[Records from a collection]
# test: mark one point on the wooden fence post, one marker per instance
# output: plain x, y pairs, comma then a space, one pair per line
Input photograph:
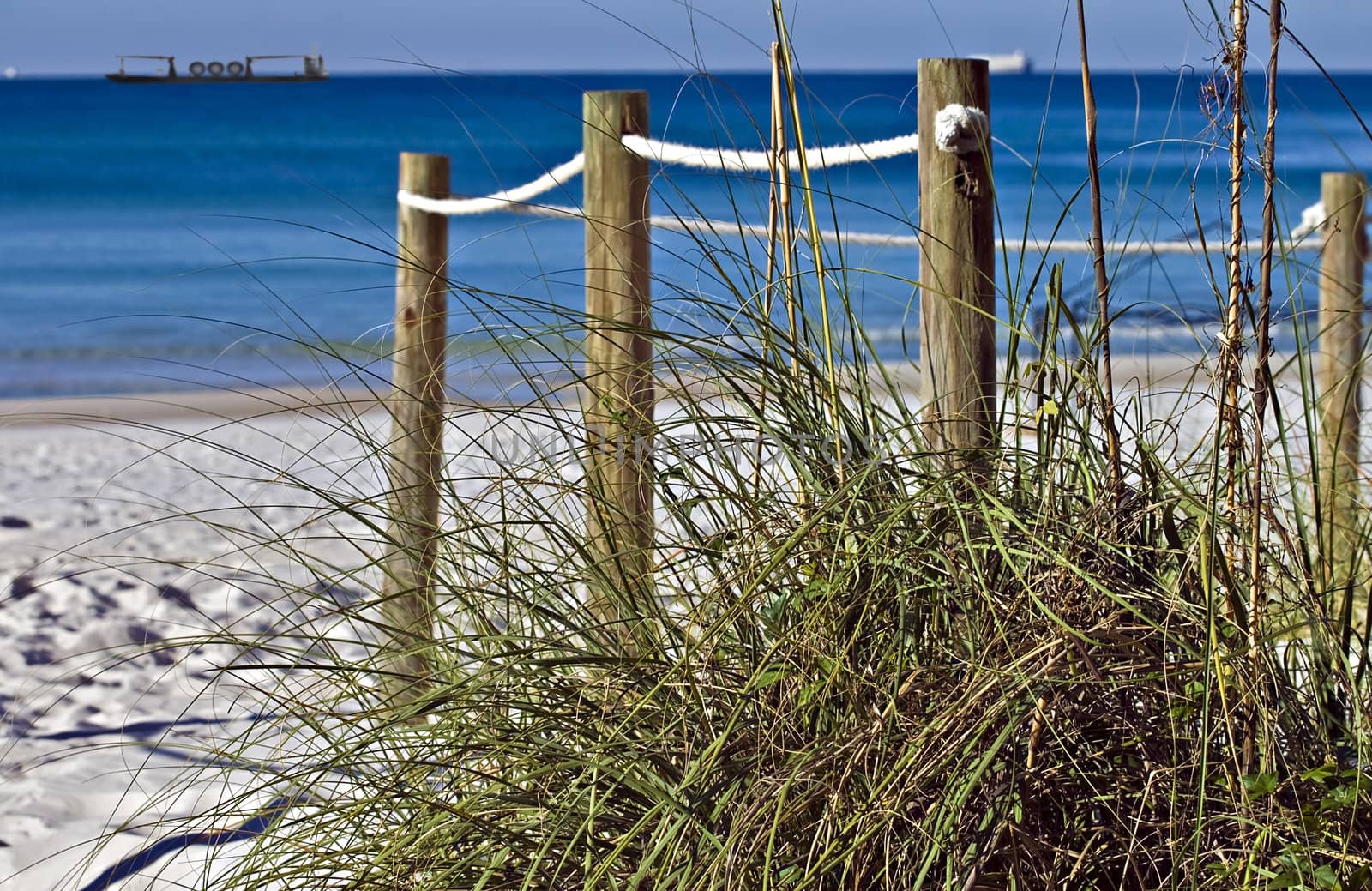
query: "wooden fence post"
619, 382
1339, 376
957, 265
418, 402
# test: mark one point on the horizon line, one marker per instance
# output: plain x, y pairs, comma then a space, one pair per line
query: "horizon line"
656, 72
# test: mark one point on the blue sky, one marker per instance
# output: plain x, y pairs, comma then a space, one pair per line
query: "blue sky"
82, 36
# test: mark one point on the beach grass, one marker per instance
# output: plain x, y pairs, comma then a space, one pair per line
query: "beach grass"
1099, 666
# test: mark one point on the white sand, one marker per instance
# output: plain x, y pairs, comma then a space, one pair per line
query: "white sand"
118, 534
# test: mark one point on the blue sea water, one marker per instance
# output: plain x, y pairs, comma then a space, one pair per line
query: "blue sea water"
157, 237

WHAT THIS TASK INVOLVES =
Although the records contain pictures, transcribe only their text, exactly as written.

TASK RESULT =
# test: mark one point on the wooden fence post, one marker per instance
# output: plain x, y pairs, comma then a space, one pair per line
Input photograph:
query: "wooden fence post"
619, 382
1339, 376
957, 265
418, 402
# test: mark one point on the horizon line, one marker per instance
# output: plain x, y pairs, comma then a space, one pair per line
query: "horizon line"
656, 72
# test: mark one point on the blue sky, one marker per instance
# output: plain x, y pairs, comma then a space, one pair per line
query: "blue sky"
82, 36
# test: mark one point on the beach grass, one marker per instance
# output: plain x, y pairs, comma then a space, one pair per line
query: "beach grass"
1099, 666
# test: mark one point on the white sand, one marker per instance
# output: plain x, y pairs, comma then a space, one pair per line
query: "white sand"
118, 534
# test: mark one point on the blue sea water, one marker per instance
# output: plain x, y pairs, comma then a space, one pair per line
query: "blue sea water"
157, 237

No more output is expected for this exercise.